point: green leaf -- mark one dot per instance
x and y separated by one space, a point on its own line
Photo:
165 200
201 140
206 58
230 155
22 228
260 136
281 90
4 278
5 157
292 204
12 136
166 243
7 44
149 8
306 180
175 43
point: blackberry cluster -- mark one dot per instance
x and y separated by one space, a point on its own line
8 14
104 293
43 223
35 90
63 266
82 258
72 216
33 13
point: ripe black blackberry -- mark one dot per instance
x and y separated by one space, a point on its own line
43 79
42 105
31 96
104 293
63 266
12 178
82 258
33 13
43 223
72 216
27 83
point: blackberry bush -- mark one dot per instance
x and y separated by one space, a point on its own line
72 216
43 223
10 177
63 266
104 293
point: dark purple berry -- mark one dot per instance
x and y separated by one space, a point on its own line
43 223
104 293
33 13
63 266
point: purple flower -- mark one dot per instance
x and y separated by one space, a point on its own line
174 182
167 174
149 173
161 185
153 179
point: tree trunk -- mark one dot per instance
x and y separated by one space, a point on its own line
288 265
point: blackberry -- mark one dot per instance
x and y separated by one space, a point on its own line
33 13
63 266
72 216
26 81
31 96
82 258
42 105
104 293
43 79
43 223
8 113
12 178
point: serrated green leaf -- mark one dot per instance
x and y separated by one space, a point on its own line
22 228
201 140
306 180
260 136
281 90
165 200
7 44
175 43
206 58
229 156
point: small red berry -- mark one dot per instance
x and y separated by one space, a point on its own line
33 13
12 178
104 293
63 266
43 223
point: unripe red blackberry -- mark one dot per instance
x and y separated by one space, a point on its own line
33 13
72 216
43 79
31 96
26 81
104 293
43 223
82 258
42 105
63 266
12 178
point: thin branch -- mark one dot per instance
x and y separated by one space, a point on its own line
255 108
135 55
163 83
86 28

++++++++++

¿Puedes reproducir textualmente todos los ítems de arriba, sin omitir ni cambiar nada?

SOLUCIÓN DEL PROBLEMA ▸
point: green leaf -- mark one dot per instance
x and y separated by one space, a point on its own line
Photo:
165 200
201 140
206 58
230 155
22 228
260 136
281 90
4 278
5 157
292 204
12 136
166 243
7 44
149 8
306 180
175 43
point: blackberry cluster -- mark one dot per instance
x and y separated by one space, a point on its own line
8 14
104 293
43 223
35 90
63 266
82 258
72 216
33 13
point: ripe black blackberry -- mark one dot per instance
x and y separated by one space, a point on its own line
43 79
42 105
31 96
104 293
63 266
12 178
82 258
33 13
43 223
72 216
27 83
point: blackberry bush -- mark one dot per instance
x and y separated by one space, a point on its own line
72 216
43 223
10 177
63 266
104 293
point: dark purple berry -- mark one dot per instance
x and y separated by one space, a point on its own line
43 223
104 293
33 13
63 266
point: purple flower -- mark one dot per instance
x and y separated by one space, a point on its own line
174 182
167 174
149 173
161 185
153 179
point: tree trunk -- mark one dot per instance
x and y separated by one space, a point on its own line
288 265
point: blackberry -- mark one dot per instance
x and y separated by one space, a point on its own line
33 13
63 266
72 216
26 81
31 96
82 258
42 105
104 293
43 79
43 223
8 113
12 178
point: serrated green leaf -- mark one dot per instance
x and y separated by one space, a point on its own line
22 228
201 140
306 180
260 136
281 90
165 200
7 44
175 43
206 58
229 156
point: small red berry -- mark one dot per instance
x and y separated by one space, a point on its own line
33 13
12 178
104 293
63 266
43 223
point: unripe red blackberry -- mark one dot per instance
x and y separated by one space, a point on its own line
33 13
72 216
43 79
31 96
26 81
104 293
43 223
82 258
42 105
63 266
12 178
point: thin branch -- mark one dot per instance
x and y separated by one space, a point on its own line
255 108
135 55
163 83
86 28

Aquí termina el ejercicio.